- _SUPPLIED DATA_:

——

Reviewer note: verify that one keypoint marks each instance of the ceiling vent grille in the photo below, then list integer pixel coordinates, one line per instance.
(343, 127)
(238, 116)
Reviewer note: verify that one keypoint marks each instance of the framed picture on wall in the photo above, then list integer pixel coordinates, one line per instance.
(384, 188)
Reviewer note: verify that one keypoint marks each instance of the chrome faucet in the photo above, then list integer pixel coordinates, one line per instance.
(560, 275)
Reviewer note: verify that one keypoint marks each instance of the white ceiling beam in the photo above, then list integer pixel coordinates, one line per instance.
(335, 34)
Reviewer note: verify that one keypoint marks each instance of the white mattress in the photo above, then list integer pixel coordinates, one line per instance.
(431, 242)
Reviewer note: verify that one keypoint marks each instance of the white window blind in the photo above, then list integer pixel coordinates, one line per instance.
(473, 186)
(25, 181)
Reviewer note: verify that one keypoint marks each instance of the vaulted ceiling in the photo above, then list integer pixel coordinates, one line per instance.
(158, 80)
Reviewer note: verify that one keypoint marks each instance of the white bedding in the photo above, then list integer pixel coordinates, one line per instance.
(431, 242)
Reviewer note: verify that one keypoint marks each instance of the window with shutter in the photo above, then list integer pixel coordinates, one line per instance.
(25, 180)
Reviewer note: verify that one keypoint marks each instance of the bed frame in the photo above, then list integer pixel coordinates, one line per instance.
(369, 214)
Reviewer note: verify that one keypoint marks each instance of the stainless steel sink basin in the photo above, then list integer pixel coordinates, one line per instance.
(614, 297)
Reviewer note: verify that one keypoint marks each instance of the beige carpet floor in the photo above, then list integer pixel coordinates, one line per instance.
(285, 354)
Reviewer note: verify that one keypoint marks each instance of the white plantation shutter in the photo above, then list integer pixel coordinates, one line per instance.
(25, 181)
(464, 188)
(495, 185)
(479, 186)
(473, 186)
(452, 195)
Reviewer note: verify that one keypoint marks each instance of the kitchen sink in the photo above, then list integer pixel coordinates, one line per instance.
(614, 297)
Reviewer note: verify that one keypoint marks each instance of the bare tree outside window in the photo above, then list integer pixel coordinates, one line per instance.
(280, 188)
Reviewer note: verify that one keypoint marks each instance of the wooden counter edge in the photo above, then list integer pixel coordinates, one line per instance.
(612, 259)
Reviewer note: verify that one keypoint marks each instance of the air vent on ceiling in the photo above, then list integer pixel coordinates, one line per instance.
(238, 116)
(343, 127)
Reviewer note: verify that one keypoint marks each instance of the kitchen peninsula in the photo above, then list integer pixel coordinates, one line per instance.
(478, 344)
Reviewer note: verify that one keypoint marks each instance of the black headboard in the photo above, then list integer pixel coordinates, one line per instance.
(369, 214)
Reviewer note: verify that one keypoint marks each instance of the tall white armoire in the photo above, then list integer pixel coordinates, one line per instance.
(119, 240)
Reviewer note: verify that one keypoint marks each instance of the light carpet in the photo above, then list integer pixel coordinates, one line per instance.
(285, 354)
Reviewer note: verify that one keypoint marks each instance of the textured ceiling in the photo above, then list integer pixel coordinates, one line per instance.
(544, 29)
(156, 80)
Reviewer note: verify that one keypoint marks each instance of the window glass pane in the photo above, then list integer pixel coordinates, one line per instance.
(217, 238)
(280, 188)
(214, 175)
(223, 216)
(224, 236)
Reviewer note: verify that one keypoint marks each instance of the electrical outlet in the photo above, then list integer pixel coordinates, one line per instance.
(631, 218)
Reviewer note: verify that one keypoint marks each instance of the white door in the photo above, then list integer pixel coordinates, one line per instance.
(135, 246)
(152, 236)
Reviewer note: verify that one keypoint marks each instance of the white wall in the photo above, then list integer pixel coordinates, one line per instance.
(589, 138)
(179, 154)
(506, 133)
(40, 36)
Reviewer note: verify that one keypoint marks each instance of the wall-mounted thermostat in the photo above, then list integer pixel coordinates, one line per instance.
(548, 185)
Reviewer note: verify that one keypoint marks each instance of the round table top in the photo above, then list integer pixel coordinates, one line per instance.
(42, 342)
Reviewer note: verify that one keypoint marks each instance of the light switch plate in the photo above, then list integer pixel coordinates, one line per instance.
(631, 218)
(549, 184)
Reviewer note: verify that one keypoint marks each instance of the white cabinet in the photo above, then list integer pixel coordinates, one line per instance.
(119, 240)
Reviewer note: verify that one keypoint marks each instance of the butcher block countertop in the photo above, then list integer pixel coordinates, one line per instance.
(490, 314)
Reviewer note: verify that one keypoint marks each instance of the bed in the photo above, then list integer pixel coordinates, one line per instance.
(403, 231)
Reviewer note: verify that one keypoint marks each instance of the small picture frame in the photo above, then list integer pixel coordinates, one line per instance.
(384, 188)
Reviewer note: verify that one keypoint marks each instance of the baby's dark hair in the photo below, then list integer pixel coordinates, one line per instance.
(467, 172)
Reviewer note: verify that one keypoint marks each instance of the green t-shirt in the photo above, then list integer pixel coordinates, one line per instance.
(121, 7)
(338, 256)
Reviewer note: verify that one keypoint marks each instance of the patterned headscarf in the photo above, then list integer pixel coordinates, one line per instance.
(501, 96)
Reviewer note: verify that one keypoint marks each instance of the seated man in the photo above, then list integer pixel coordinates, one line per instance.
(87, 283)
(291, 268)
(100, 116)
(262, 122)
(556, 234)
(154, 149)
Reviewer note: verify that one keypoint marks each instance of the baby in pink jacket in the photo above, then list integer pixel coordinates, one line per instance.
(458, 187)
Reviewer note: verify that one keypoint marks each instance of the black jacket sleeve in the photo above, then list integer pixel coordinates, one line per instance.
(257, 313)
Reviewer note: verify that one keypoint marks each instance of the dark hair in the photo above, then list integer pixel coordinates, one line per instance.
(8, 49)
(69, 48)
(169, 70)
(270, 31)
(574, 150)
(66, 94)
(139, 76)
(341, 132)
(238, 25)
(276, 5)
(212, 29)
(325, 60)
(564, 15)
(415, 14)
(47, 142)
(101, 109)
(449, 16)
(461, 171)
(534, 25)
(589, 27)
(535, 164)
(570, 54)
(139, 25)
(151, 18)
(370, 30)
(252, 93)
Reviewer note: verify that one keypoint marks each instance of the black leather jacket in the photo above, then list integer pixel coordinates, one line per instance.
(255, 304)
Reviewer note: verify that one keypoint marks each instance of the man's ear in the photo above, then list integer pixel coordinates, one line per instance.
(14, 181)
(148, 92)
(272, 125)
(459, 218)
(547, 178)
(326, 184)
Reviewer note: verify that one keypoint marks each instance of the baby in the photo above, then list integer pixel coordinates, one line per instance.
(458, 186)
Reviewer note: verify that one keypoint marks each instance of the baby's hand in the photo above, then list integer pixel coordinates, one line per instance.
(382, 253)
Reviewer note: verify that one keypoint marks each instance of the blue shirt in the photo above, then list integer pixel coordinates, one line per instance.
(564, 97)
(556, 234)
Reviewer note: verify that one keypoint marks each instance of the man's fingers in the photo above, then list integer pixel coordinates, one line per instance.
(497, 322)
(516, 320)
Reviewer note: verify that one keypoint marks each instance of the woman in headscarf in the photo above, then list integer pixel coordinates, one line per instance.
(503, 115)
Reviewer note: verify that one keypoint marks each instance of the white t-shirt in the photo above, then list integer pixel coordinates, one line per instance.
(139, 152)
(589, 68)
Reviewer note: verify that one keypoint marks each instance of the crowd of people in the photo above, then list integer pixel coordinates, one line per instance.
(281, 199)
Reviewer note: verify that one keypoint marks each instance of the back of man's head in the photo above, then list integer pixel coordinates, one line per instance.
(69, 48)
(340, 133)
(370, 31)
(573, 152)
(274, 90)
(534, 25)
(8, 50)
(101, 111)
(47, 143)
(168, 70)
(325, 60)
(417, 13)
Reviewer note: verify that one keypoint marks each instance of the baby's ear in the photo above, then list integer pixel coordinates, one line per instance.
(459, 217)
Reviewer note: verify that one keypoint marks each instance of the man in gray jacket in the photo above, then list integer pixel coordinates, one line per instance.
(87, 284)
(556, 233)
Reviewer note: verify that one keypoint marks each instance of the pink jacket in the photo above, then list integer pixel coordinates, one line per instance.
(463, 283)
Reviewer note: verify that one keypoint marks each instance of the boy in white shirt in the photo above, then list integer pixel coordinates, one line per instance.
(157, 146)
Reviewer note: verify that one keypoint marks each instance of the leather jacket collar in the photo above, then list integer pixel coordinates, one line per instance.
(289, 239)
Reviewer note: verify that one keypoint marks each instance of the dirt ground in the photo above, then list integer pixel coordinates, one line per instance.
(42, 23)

——

- _WHAT TO PRODUCE_: From the line containing "of the dirt" down to the last line of the data, transcribe every line exactly; nothing else should appear.

- _SOLUTION_:
Reviewer note: verify that one keypoint marks each instance of the dirt ground in the photo above, then list integer pixel coordinates, one line per instance.
(42, 23)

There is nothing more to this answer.